Not yet. I'm currently working hard at sorting out all the various NACA and NASA model and test lists and I believe some sense will come out of the whole thing in the end...

Other "orphans": Model 110 (1953) and 110T (1956), Model 142/A/C (a Vertol-related tilt-wing).

But you have to remember that "model" in these archives doesn't necessarily indicate a design number. The word "model" most often indicates a scale model. For instance, "Model 174" was a "Powered Dynamic Model of Boeing XPBB-1 flying boat", it was simply the 174th scale model tested by NACA in its Langley tank facilities.

So stay tuned.
 
I support Stargazer's comments. You could be looking at a whole load of numbers for the same thing: the manufacturer's number, the NACA project number, the MCD design number etc etc. And for each there could be multiple numbers. In these case of the windtunnel numbers that we are currently floating around, each number could refer to a single file reference in which the result are stored, ie multiple nmbers for the same windtunnel model.

■ GOALS:
(A) In the discussion of NACA model numbers, what was "Model 174"?
(B) Write a few more sentences continuing the discussion of NACA model numbers, starting right after its final sentence.
The material after this point comes from a separate source.

■ DATA EXTRACT:
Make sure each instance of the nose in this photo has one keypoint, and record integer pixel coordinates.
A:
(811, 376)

■ SOLVED TASKS:
(A) "Model 174" was a powered dynamic model of the Boeing XPBB-1 flying boat, the 174th scale model tested by NACA in its Langley tank facilities.

(B)
So we got to be very careful or we could end up with a dogs dinner of lists that make no sense.
 
Fellows, I'm excited the Early Aircraft Section is brimming with livey discussion !!! Now, back to the original post, for mere mortals, the MCD-392 is described in less details than here on page 101 of the masterful "Cold War Peacemaker" by Pyeatt and Jenkins, from Specialty Press. There it is clearly stated as a Wright Field job. The general configuration idea is stated as aken from the B-19, apart for the engine arrangement.
 
Cool! Scott. ;) Vertical stabilizer is very large. :eek:
 
blackkite said:
Cool! Scott. ;) Vertical stabilizer is very large. :eek:

Yes, it is. But then, the wings are "over sized" compared to the fuselage, which puts the tail really close to the wings, meaning a relatively small moment arm, meaning the tail would need to be large. On the other hand, the fuselage is small enough compared to the wings that it's *almost" comparable to a flying wing. At which point the vertical tail could be done away with entirely.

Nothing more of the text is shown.